(PROVIDED TEXT)
This Popular Mechanics article on “debunking” the science of Lost does little debunking and much fawning and speculating.
Michio Kaku, author of Physics of the Impossible, thinks the Lost creators are using cutting-edge science to lay the groundwork for a transversible wormhole to another point in space and time—a trip foreshadowed in an off-season video about the so-called Orchid station, which Lindelhof and Cuse promised would be a key to the next few episodes. “They’re amping up the energy to the point where space and time begin to tear, and the fabric begins to rip,” Kaku tells PM. “When the fabric of space and time begin to rip, things that we consider impossible become possible again.”
Apparently, the way time travel works on Lost is movement of consciousness through time and space to experience “retrocognition of the past and occasions of precognition of the future.” The breathtaking occult art of Paul Laffoley has dealt with this subject for years, most notably in his painting The Time Machine : GEOCHRONMECHANE : From The Earth – the plans to build a working time machine. More info can be found on Paul Laffoley here. He can also be heard explaining his time travel plans in his lecture at Esozone 2007.

(PROBLEM DETAILS) Retype the stretch of the post about the science of Lost from "Apparently, the way" through "at Esozone 2007.", word for word.

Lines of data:
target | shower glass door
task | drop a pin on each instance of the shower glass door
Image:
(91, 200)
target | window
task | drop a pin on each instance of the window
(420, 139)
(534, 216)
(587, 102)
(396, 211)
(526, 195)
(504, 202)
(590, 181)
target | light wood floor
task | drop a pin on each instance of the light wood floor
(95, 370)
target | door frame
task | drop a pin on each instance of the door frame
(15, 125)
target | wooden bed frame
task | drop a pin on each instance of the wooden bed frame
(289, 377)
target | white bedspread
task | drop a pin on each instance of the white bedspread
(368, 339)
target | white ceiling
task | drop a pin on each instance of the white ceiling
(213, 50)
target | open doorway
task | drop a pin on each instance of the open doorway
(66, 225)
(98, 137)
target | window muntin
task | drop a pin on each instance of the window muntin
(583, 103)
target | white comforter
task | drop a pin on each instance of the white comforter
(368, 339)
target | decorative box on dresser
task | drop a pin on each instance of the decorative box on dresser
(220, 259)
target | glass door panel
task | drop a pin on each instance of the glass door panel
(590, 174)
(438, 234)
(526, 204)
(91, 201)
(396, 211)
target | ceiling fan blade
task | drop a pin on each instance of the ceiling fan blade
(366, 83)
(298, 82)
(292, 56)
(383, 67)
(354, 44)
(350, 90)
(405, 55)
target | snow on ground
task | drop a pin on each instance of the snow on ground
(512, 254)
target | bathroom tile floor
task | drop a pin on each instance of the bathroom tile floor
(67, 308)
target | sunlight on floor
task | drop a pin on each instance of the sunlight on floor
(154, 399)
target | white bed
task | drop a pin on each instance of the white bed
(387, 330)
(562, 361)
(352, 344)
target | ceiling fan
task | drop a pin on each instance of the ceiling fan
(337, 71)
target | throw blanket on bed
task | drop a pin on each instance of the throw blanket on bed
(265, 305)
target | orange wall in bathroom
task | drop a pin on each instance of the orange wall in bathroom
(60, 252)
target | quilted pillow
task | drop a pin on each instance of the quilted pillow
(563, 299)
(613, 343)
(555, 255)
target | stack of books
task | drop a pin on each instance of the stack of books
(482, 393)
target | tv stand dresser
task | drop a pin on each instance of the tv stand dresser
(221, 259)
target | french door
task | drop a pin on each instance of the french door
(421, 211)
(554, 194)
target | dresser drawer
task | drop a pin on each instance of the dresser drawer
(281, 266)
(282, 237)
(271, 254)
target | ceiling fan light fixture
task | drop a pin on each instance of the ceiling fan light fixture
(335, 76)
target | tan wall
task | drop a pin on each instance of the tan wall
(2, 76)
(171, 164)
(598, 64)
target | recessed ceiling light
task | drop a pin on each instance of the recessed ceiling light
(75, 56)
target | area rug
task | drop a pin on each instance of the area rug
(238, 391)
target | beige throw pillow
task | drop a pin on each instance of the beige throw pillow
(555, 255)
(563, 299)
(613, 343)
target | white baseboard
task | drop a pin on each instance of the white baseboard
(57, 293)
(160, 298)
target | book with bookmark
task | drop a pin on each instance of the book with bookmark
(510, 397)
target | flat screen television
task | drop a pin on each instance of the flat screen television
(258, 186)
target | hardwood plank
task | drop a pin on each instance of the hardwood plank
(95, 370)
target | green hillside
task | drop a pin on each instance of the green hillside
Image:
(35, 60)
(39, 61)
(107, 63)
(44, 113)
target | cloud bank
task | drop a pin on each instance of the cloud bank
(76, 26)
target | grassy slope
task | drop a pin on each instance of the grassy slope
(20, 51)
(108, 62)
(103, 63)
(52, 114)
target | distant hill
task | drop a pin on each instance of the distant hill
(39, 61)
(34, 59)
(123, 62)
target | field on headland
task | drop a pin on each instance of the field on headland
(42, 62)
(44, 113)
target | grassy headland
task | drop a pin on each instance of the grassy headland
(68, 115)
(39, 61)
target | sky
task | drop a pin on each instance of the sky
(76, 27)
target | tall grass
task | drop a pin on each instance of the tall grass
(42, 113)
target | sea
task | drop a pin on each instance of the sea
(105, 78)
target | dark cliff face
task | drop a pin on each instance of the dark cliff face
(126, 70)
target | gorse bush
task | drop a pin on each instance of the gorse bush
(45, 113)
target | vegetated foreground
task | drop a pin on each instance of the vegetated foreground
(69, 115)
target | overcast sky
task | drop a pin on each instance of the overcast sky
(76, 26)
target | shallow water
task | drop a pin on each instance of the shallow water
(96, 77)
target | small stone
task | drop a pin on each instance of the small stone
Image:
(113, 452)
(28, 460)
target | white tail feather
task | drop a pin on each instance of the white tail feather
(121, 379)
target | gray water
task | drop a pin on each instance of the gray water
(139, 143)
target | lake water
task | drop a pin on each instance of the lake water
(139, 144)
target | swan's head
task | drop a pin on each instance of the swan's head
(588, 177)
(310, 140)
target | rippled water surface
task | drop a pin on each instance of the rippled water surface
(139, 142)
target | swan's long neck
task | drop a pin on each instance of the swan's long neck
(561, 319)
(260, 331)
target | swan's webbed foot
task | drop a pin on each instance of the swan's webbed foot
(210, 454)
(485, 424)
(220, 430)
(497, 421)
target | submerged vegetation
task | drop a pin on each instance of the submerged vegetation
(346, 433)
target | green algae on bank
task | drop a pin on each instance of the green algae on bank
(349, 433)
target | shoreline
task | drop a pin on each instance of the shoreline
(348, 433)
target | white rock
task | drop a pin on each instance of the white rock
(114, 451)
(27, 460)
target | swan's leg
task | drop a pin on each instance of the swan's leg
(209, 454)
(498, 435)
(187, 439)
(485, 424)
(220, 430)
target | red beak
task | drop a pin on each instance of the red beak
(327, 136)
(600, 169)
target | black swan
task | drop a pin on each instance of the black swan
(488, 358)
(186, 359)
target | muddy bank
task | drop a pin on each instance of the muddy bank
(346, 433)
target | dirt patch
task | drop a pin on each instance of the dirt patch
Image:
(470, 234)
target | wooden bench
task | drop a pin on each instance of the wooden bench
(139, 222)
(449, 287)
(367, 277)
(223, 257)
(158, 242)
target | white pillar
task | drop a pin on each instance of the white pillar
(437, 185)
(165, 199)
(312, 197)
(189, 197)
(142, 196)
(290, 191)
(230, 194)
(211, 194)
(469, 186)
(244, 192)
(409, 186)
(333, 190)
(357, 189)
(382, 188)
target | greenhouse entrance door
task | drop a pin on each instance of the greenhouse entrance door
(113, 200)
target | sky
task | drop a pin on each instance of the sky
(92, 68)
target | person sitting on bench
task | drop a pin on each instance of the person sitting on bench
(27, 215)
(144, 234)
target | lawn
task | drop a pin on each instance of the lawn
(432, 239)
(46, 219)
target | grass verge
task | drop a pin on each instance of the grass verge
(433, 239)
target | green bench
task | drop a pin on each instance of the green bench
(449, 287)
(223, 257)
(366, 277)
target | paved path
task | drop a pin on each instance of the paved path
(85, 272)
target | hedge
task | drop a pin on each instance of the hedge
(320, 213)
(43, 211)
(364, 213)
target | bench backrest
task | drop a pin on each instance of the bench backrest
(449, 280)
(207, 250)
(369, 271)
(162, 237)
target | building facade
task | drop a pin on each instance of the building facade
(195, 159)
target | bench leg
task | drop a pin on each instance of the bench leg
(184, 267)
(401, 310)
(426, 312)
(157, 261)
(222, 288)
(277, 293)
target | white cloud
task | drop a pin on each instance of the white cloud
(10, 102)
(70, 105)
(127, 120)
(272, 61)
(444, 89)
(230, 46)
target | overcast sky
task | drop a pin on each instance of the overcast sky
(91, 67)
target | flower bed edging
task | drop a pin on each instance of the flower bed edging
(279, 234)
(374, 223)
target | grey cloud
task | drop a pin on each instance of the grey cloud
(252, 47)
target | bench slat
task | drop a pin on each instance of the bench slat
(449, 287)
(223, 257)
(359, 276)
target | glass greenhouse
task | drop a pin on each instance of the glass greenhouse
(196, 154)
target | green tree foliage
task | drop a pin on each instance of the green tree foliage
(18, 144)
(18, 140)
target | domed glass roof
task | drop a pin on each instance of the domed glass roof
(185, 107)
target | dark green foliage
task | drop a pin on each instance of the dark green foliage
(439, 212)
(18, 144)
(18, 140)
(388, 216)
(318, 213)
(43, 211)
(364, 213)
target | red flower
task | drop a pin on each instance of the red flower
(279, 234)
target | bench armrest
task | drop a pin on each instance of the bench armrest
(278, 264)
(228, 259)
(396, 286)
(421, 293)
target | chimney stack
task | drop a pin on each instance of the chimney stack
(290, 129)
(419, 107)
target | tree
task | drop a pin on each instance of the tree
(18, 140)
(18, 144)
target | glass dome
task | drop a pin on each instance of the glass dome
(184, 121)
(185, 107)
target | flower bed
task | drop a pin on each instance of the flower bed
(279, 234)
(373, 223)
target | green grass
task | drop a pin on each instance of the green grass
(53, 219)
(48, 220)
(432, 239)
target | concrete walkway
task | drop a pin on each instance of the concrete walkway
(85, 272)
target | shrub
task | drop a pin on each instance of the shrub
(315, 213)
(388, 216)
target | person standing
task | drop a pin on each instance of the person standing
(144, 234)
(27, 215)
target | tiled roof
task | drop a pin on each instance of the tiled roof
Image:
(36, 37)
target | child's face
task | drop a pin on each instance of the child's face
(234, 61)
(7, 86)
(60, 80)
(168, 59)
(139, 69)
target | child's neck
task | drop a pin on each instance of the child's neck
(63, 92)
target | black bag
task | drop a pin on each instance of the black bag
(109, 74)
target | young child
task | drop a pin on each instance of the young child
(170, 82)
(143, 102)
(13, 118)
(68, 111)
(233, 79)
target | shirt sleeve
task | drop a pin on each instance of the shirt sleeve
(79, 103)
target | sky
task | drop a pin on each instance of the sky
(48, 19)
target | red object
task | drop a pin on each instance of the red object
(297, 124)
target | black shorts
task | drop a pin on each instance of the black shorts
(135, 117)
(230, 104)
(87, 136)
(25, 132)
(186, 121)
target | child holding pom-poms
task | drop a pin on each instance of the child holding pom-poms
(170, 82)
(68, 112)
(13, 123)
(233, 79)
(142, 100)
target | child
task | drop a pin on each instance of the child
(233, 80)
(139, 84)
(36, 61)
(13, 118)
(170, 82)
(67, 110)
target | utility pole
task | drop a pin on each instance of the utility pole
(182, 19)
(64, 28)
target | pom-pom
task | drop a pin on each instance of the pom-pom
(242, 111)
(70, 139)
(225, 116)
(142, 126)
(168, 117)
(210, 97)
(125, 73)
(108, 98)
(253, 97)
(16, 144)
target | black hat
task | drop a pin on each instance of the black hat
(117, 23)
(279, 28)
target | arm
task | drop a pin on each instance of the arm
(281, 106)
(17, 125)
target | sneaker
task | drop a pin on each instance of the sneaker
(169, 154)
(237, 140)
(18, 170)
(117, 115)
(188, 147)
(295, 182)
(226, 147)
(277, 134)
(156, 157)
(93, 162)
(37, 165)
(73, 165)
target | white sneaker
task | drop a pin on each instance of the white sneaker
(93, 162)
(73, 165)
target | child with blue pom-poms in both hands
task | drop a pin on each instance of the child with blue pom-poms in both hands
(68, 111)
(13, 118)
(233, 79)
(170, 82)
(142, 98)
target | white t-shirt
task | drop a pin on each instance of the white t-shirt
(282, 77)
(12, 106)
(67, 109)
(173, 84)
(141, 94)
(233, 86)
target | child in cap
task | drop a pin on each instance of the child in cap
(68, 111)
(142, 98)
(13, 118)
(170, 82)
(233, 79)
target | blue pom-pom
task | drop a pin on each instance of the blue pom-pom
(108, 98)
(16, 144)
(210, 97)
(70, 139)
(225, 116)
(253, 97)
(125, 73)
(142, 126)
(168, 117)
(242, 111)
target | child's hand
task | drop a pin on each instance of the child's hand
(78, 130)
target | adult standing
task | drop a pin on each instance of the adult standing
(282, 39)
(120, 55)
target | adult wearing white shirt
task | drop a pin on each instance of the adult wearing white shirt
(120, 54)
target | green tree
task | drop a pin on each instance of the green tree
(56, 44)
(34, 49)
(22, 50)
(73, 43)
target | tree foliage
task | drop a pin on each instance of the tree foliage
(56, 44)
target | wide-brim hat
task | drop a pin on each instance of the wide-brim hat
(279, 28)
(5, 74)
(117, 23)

(TASK RESULT)
Apparently, the way time travel works on Lost is movement of consciousness through time and space to experience “retrocognition of the past and occasions of precognition of the future.” The breathtaking occult art of Paul Laffoley has dealt with this subject for years, most notably in his painting The Time Machine : GEOCHRONMECHANE : From The Earth – the plans to build a working time machine. More info can be found on Paul Laffoley here. He can also be heard explaining his time travel plans in his lecture at Esozone 2007.